BEGIN Document extract

Selection of maize callus resistant to Helminthosporium maydis T-toxin

Work is under way in three areas to determine the possibilities for producing novel resistance to H. maydis using tissue culture techniques.

1) Expression of T-toxin sensitivity in callus tissue: Our experiments confirm the results of Gengenbach and Green (Crop Sci. 15:645, 1975) and others that callus tissue derived from plants with T cytoplasm (T-callus) is markedly inhibited or even killed by the presence of quite small amounts of T-toxin in the nutrient medium. N-callus grows normally under these conditions. Malate oxidation as measured by DCPIP reduction (Peterson, Flavell and Barratt, Plant Disease Reporter 58:777, 1974) has been examined in mitochondrial preparations from both N and T callus. Despite difficulties in extracting a high mitochondrial malate dehydrogenase activity from callus, we find that oxidation is inhibited in a T-callus preparation and not in an N-callus preparation. That a differential 'cytoplasmic' sensitivity to T-toxin is expressed in callus means that it should be possible to use undifferentiated maize tissue (or a single-cell system) to select for genetic changes, whether nuclear or cytoplasmic, which affect this expression.

END Document extract
BEGIN Source data

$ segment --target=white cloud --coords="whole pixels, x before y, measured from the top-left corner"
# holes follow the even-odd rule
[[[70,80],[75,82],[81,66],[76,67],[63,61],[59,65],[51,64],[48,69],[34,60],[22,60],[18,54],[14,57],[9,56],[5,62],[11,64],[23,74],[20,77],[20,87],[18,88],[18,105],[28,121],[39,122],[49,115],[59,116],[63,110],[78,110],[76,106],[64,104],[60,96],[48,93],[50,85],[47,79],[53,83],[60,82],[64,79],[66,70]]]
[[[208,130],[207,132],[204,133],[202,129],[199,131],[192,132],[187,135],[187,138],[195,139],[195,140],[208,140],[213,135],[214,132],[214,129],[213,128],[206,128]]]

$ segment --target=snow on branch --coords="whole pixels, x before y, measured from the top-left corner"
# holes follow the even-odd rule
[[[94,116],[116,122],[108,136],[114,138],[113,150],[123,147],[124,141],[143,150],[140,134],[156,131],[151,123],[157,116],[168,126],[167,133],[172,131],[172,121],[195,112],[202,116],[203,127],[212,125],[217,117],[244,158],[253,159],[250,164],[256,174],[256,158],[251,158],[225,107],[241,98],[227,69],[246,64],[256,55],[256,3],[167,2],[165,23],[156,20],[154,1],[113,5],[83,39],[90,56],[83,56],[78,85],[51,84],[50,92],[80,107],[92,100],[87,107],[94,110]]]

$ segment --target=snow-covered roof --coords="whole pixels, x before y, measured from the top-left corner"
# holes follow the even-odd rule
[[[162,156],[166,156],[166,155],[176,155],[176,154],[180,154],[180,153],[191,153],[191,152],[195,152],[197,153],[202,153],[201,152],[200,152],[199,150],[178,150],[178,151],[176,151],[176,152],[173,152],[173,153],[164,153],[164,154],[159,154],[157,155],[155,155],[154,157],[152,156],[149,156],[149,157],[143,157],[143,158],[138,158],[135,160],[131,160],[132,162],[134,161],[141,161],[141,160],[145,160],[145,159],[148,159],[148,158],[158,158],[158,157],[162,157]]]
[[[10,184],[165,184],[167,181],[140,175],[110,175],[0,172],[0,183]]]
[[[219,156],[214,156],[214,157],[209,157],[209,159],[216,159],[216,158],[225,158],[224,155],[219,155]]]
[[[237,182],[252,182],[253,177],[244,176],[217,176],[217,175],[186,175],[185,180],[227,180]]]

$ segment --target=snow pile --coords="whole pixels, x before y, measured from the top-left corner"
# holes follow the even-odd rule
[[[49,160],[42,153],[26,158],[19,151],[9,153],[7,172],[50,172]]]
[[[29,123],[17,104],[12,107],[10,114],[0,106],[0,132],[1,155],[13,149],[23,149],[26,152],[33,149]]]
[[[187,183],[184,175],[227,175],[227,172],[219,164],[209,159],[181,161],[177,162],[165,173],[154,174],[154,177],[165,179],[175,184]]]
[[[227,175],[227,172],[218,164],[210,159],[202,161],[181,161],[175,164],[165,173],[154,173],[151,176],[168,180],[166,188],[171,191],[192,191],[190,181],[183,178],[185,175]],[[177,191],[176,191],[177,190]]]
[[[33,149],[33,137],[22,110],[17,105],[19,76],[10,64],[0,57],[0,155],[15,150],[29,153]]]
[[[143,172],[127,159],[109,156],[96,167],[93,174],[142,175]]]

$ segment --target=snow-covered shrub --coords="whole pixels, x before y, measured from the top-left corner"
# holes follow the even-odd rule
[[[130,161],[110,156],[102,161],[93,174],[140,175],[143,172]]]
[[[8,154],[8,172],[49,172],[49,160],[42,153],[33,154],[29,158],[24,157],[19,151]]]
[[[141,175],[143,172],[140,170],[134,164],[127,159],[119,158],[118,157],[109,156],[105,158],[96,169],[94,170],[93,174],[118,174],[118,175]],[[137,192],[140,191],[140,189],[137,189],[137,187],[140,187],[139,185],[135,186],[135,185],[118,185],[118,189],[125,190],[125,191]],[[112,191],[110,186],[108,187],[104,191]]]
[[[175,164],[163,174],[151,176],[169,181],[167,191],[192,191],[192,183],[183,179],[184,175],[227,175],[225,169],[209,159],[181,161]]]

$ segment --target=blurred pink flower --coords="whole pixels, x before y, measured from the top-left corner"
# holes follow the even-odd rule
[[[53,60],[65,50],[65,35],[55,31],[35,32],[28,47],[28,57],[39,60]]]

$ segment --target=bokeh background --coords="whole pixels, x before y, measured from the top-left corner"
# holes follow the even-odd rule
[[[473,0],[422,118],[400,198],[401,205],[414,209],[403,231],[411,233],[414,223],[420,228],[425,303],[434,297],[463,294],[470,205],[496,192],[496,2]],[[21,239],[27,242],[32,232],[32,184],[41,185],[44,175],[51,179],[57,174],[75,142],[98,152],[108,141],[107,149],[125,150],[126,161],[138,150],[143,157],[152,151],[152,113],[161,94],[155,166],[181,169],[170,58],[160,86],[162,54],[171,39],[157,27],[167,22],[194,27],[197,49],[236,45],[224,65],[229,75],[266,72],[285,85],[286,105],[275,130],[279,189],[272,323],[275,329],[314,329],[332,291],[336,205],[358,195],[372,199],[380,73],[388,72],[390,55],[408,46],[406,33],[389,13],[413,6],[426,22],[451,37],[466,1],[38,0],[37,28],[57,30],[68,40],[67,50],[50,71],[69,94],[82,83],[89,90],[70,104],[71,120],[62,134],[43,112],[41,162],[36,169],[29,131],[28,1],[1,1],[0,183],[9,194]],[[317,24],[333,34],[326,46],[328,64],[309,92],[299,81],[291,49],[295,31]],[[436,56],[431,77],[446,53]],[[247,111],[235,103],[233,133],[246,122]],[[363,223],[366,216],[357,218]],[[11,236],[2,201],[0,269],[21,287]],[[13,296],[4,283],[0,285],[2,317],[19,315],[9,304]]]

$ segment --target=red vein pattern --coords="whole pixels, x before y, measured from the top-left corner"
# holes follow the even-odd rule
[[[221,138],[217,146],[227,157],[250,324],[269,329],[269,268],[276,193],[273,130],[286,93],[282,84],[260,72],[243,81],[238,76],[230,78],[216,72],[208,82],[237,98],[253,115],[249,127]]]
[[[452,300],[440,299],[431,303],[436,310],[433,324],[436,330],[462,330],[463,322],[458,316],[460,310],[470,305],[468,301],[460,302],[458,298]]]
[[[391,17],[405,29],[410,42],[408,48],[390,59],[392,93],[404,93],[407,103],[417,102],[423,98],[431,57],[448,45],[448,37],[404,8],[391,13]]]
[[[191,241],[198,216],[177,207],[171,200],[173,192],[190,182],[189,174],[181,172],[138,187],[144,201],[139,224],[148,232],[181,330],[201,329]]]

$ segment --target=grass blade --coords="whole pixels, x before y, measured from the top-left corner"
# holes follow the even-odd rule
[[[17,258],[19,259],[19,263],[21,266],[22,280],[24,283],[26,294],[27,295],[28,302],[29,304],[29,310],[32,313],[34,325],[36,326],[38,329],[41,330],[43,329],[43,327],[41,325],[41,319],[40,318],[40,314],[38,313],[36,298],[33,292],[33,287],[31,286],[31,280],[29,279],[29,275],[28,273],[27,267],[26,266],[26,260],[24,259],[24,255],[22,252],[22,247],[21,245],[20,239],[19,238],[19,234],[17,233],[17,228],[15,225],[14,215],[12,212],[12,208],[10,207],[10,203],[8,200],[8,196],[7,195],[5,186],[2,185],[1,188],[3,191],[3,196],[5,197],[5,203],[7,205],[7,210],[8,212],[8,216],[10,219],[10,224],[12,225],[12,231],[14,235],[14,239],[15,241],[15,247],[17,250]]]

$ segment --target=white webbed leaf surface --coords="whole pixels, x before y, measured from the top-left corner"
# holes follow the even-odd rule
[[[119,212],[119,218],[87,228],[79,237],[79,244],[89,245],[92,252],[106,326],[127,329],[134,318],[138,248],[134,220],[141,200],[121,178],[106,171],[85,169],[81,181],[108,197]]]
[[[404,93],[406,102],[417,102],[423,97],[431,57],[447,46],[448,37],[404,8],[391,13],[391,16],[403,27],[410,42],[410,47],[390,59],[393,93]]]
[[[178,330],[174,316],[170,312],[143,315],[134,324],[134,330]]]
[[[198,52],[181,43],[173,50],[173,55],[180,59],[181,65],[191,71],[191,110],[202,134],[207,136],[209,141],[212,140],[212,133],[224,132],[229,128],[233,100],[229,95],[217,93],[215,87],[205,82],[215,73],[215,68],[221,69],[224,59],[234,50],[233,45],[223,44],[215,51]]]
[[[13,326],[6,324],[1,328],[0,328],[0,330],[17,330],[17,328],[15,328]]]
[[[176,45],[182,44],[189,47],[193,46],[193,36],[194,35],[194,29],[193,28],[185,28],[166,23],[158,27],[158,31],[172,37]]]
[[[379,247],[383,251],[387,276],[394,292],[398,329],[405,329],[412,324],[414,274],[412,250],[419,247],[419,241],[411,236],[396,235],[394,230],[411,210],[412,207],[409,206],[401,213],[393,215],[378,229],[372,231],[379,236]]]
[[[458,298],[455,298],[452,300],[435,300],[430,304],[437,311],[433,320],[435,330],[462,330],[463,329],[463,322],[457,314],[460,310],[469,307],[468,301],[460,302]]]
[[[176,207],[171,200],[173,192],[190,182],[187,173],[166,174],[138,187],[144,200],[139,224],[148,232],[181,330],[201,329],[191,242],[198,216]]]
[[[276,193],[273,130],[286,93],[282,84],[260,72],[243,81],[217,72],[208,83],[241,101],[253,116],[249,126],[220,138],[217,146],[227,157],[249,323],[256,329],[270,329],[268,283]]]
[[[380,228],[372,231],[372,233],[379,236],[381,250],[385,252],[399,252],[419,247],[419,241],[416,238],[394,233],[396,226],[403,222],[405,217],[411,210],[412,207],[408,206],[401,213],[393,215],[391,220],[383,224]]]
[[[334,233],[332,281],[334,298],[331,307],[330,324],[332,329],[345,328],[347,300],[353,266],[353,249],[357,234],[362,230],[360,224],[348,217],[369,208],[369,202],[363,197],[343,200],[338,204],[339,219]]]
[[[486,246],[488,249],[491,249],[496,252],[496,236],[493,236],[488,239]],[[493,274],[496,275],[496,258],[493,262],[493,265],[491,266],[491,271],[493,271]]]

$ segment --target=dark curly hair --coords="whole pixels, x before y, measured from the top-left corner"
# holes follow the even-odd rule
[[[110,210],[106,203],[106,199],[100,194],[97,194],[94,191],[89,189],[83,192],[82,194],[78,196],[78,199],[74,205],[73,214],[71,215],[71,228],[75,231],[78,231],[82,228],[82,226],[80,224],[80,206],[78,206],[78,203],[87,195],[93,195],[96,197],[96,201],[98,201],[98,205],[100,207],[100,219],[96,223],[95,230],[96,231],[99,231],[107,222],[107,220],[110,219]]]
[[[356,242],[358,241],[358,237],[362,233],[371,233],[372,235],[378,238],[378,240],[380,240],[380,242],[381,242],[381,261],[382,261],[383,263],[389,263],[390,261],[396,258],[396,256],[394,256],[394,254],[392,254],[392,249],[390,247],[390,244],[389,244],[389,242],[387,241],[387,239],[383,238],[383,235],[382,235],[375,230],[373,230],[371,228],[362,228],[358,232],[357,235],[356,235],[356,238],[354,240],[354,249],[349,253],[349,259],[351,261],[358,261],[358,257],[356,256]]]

END Source data
BEGIN Source data

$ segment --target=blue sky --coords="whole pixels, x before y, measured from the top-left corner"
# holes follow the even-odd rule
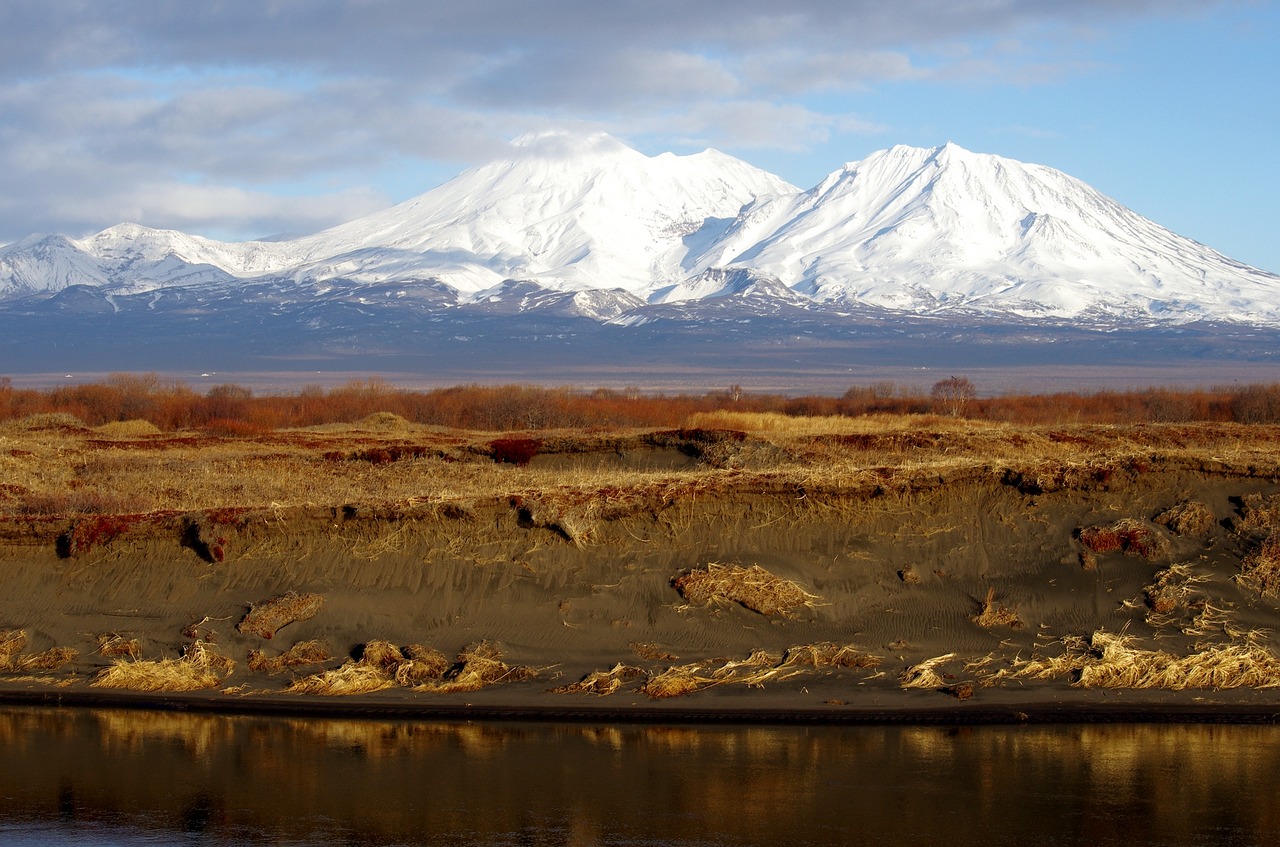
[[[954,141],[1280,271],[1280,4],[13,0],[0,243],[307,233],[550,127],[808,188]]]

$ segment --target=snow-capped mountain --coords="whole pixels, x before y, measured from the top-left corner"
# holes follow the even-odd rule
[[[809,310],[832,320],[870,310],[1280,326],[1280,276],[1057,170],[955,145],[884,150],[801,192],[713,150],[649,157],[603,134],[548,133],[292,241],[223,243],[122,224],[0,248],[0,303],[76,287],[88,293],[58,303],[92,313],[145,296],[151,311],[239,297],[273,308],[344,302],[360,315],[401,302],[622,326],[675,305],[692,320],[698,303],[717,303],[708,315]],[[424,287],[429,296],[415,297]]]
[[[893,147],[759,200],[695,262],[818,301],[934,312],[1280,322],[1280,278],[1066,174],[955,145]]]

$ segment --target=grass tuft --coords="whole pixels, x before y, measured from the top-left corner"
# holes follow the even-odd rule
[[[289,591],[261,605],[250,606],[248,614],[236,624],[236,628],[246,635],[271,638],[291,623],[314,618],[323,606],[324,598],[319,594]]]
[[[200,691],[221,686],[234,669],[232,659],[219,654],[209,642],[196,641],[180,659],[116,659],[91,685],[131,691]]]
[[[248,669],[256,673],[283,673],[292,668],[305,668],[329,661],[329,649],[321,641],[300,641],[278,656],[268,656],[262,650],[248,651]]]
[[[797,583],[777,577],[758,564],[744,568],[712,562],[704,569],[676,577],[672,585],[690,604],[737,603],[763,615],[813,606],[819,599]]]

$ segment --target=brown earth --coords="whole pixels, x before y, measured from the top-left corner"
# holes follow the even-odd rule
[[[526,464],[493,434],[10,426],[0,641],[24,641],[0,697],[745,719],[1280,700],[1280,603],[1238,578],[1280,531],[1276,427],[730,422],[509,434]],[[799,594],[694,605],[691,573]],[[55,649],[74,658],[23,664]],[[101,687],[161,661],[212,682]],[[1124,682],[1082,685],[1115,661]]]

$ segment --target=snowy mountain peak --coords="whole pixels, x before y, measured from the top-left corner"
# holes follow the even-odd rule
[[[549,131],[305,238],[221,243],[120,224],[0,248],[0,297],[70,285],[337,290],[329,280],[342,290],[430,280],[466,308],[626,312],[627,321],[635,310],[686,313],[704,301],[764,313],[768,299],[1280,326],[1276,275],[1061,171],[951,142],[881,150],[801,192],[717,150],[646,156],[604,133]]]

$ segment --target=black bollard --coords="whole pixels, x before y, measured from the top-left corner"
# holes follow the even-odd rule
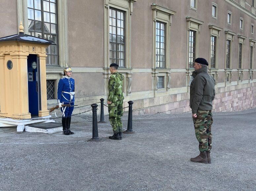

END Source data

### Instructions
1 – In the maize callus text, condense the paragraph beginning "1) Expression of T-toxin sensitivity" into a short bulleted list that keeps its main facts.
2 – Write out the stretch of the maize callus text from "Selection of maize" through "tissue culture techniques.", renaming "tissue culture techniques" as "in vitro culture methods".
You can set the listing aside, since nothing here depends on it.

### Task answers
1 –
- The experiments confirm Gengenbach and Green (Crop Sci. 15:645, 1975) and others: callus from plants with T cytoplasm (T-callus) is strongly inhibited or even killed by small amounts of T-toxin in the nutrient medium, while N-callus grows normally.
- Malate oxidation, measured by DCPIP reduction, was examined in mitochondrial preparations from both N and T callus.
- It was hard to extract high mitochondrial malate dehydrogenase activity from callus. Even so, oxidation was inhibited in the T-callus preparation and not in the N-callus preparation.
- Because differential "cytoplasmic" sensitivity to T-toxin shows up in callus, undifferentiated maize tissue (or a single-cell system) should be usable to select for nuclear or cytoplasmic genetic changes that affect it.

2 –
Selection of maize callus resistant to Helminthosporium maydis T-toxin

Work is under way in three areas to determine the possibilities for producing novel resistance to H. maydis using in vitro culture methods.